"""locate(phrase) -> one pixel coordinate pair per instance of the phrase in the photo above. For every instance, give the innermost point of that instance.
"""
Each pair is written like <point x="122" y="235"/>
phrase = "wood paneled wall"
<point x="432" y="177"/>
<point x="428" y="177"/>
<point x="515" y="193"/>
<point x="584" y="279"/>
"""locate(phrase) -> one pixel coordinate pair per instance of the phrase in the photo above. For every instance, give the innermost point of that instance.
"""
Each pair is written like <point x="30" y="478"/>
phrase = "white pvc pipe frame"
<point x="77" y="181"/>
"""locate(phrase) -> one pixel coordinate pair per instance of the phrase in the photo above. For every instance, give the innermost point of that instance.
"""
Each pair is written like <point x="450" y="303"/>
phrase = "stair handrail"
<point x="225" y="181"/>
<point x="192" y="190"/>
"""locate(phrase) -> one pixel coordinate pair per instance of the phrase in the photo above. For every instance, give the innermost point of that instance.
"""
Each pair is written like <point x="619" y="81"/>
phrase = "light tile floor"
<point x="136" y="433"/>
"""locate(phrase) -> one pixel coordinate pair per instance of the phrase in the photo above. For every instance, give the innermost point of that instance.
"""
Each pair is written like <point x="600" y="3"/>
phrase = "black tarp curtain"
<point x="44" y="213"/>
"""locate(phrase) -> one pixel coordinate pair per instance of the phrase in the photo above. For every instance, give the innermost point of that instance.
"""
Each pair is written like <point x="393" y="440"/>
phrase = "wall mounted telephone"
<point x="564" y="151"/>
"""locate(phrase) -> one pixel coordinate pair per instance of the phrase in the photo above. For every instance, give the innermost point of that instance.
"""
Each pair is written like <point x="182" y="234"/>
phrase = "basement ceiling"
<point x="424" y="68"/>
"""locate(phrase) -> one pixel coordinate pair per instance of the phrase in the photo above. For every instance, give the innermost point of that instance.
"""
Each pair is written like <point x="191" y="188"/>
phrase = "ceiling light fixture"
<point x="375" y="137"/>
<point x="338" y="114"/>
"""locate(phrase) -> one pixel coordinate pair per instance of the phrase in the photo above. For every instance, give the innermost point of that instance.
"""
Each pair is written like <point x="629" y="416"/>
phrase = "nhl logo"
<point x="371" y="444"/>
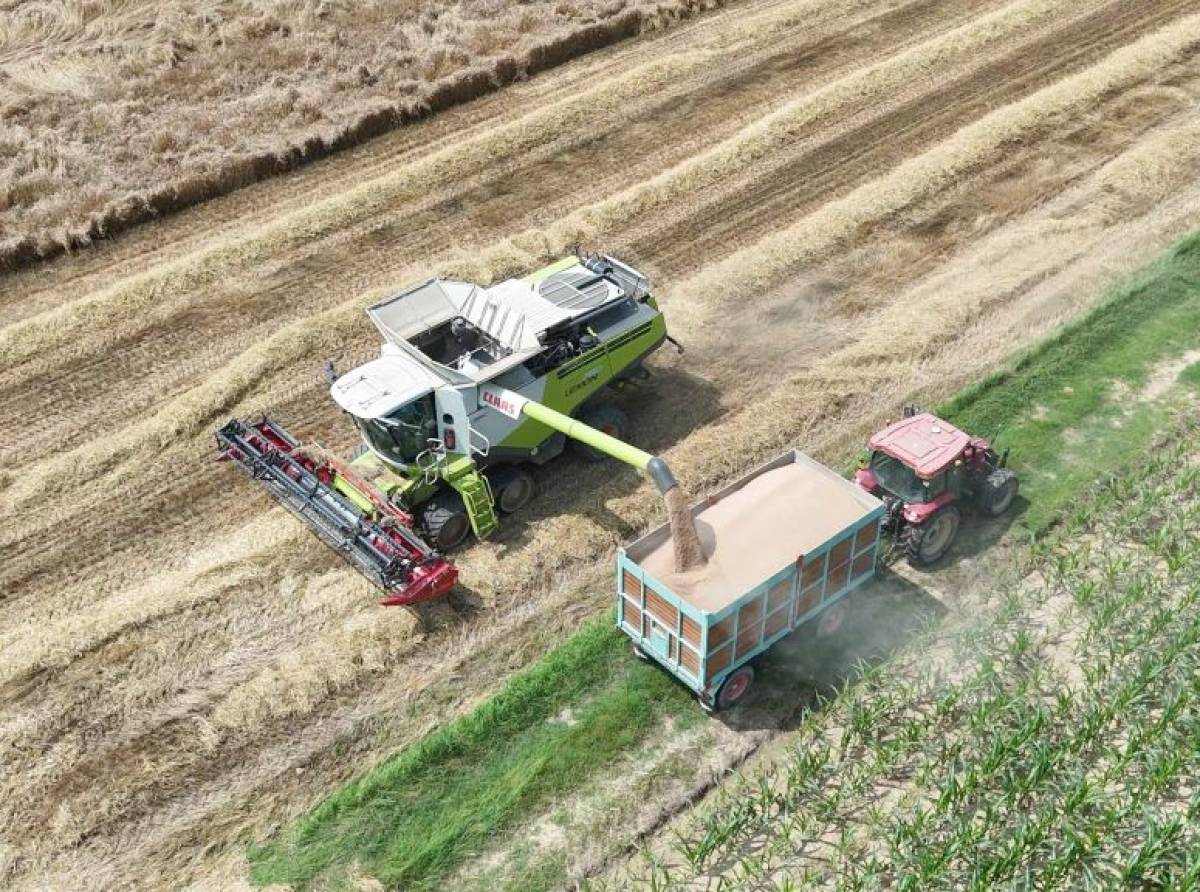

Instructions for the task:
Print the material again word for word. Please drop every picture.

Response to this task:
"""locate(phrase) -> one pixel coordinate pair per instance of the phrase in the photo above. For every instance, give the innermost point of that instance.
"""
Each pair is written like <point x="122" y="235"/>
phrase = "wood paneled wall"
<point x="432" y="177"/>
<point x="428" y="177"/>
<point x="515" y="193"/>
<point x="584" y="279"/>
"""locate(phrase) -> one pixel coordinate pair per instance of the phrase in the photo above. For every instance, give the innermost point of that instance.
"""
Each pair is written like <point x="30" y="478"/>
phrase = "white pvc pipe frame"
<point x="77" y="181"/>
"""locate(phrase) -> one pixel coordinate pair per instance of the phrase in the photo above. For every instance, give the innermost point of that instance.
"""
Each pair is written like <point x="450" y="303"/>
phrase = "stair handrail"
<point x="225" y="181"/>
<point x="192" y="190"/>
"""locate(phrase) -> one pixel coordinate pair per instance of the phrase in the photo above. For every instance, give the innermost point of that instance.
"""
Each pair is written like <point x="619" y="81"/>
phrase = "light tile floor"
<point x="136" y="433"/>
"""locate(phrase) -> one pixel coordinate pair per instance of the phrase in the photo above. For every instance, give the innermost point of that instance.
"""
Each pair is written like <point x="600" y="3"/>
phrase = "black tarp curtain"
<point x="44" y="213"/>
"""locate(phrase) -> one pixel coordinate pair per instance of the phrase in the photo above. For every instance, give the innermost point of that instance.
"""
Each pair is written like <point x="393" y="440"/>
phrase = "wall mounted telephone"
<point x="564" y="151"/>
"""locate(phrase) -> one pixel coordinate pair per instance of the phrase in the photo above. For every instance, give the innermost point of that instance.
"""
Each pair is written like <point x="182" y="234"/>
phrase = "basement ceiling"
<point x="424" y="68"/>
"""locate(phrase) -> one pixel coordinate pair per instance of the phrase in the photo above. For every instance, give the innermost point of that instance.
"""
Each pair is written like <point x="191" y="188"/>
phrase = "ceiling light fixture"
<point x="375" y="137"/>
<point x="338" y="114"/>
"""locate(phrase) -> one pixel coordinate pair per instance of the phrase in the photo above. For every instance, give the innermost point of that instance.
"""
Each pair is written like <point x="629" y="416"/>
phrase = "nhl logo"
<point x="371" y="444"/>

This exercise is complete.